**WHAT THE EXERCISE ASKS:**
Rewrite every line of the entries below as one numbered list, leaving out the blank lines.
:: EXERCISE MATERIAL ::
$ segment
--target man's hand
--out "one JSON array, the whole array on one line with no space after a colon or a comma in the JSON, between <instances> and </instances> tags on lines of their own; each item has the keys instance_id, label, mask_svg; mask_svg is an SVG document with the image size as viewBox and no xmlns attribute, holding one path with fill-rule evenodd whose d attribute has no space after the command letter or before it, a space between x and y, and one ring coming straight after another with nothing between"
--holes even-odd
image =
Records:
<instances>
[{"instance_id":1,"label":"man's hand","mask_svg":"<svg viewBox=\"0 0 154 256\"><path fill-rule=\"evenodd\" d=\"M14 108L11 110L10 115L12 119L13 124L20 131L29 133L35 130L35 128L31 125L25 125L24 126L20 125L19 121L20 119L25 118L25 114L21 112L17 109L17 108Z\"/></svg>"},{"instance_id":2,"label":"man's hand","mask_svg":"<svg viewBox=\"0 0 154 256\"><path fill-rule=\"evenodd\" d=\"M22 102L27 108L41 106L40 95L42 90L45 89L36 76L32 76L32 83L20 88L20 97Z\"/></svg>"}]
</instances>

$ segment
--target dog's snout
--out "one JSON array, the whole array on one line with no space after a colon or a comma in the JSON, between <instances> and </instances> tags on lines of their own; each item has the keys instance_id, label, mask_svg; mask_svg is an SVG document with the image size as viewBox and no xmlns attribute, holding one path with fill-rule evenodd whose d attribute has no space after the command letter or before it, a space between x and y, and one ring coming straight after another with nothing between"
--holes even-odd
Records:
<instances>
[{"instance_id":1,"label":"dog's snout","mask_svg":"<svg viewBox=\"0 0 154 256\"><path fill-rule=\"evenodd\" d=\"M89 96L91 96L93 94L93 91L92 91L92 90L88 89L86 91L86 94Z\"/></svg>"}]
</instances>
:::
**SOLUTION FOR THIS PROBLEM:**
1. $ segment
2. --target man's hand
3. --out "one JSON array, the whole array on one line with no space after a colon or a comma in the JSON, between <instances> and </instances> tags on lines of their own; each item has the keys instance_id, label, mask_svg; mask_svg is an SVG document with the image size as viewBox and no xmlns attribute, holding one path with fill-rule evenodd whose d attribute has no space after the command letter or before it, a space between x and y, and one ring coming straight after another with nothing between"
4. --holes even-odd
5. image =
6. Records:
7. <instances>
8. [{"instance_id":1,"label":"man's hand","mask_svg":"<svg viewBox=\"0 0 154 256\"><path fill-rule=\"evenodd\" d=\"M14 108L11 110L10 115L12 119L13 124L20 131L29 133L35 130L35 128L31 125L25 125L24 126L20 125L19 121L20 119L25 118L25 114L21 112L17 109L17 108Z\"/></svg>"},{"instance_id":2,"label":"man's hand","mask_svg":"<svg viewBox=\"0 0 154 256\"><path fill-rule=\"evenodd\" d=\"M22 102L27 108L41 106L40 95L42 90L45 89L36 76L32 76L32 83L20 88L20 97Z\"/></svg>"}]
9. </instances>
10. $ segment
11. --target dog's snout
12. --out "one JSON array, the whole array on one line with no space after a colon or a comma in the JSON, between <instances> and </instances> tags on lines of their own; each item has the keys instance_id, label, mask_svg; mask_svg is an SVG document with the image size as viewBox and no xmlns attribute, holding one path with fill-rule evenodd whose d attribute has no space after the command letter or before it, a space between x and y, and one ring coming straight after another with nothing between"
13. --holes even-odd
14. Records:
15. <instances>
16. [{"instance_id":1,"label":"dog's snout","mask_svg":"<svg viewBox=\"0 0 154 256\"><path fill-rule=\"evenodd\" d=\"M89 96L91 96L93 94L93 91L92 91L92 90L88 89L86 91L86 94Z\"/></svg>"}]
17. </instances>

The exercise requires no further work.